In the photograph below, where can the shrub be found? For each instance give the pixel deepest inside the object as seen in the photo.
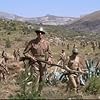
(94, 86)
(7, 43)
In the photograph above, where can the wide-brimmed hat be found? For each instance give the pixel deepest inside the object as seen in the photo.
(40, 30)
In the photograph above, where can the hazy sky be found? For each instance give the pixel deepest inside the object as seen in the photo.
(35, 8)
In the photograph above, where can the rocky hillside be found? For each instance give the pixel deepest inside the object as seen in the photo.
(88, 23)
(45, 20)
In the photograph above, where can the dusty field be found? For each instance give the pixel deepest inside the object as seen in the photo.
(9, 86)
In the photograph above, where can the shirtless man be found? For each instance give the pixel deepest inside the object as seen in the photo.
(75, 63)
(39, 49)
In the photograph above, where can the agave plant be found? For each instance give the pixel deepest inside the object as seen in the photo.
(92, 67)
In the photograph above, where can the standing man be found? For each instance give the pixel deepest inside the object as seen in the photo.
(39, 49)
(75, 63)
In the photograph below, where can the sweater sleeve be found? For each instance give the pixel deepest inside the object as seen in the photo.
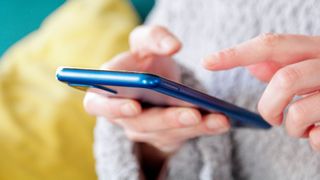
(116, 158)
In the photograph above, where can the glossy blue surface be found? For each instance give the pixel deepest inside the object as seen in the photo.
(99, 79)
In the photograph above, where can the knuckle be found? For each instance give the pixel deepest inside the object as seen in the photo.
(314, 140)
(170, 117)
(139, 128)
(297, 114)
(133, 136)
(136, 31)
(156, 30)
(285, 78)
(269, 39)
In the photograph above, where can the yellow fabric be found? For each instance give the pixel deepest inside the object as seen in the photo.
(44, 131)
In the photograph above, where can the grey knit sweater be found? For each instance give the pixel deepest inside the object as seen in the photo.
(206, 26)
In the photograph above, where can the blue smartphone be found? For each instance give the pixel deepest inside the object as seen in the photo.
(135, 84)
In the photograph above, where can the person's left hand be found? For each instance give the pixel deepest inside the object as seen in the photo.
(291, 64)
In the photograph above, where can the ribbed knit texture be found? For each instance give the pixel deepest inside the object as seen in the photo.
(204, 27)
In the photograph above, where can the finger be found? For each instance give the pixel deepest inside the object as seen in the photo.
(212, 124)
(303, 114)
(281, 49)
(111, 108)
(125, 61)
(153, 40)
(157, 119)
(284, 85)
(314, 138)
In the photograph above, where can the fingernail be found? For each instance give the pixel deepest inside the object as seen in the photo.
(168, 43)
(209, 61)
(129, 109)
(188, 118)
(215, 124)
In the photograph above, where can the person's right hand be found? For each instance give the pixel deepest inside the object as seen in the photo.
(151, 49)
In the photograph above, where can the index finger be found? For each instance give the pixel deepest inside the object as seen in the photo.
(153, 40)
(277, 48)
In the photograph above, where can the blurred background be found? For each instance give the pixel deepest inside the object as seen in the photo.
(44, 131)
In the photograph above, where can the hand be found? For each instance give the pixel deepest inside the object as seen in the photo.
(151, 49)
(291, 64)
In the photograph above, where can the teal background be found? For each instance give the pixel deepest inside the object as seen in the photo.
(20, 17)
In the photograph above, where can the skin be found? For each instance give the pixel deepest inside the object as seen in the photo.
(166, 129)
(289, 63)
(291, 66)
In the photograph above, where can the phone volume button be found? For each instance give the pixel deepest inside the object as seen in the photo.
(170, 86)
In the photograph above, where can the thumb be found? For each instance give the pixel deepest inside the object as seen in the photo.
(153, 40)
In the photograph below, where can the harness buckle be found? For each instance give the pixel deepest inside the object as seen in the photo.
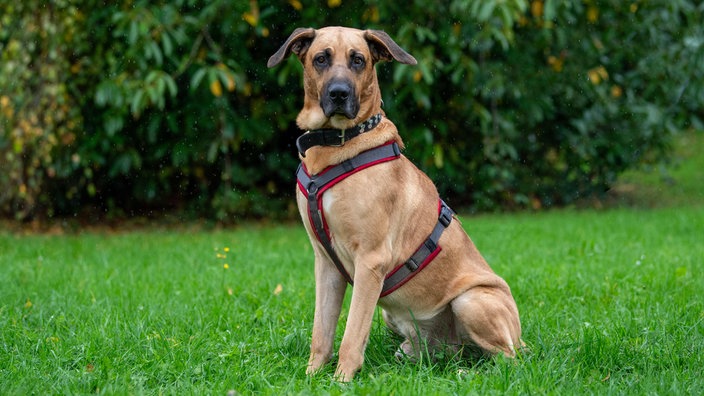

:::::

▶ _WRITTEN PROBLEM_
How many lines in the entries above contain the string "background"? Reply with the count alone.

▶ _CORRECT RESULT_
2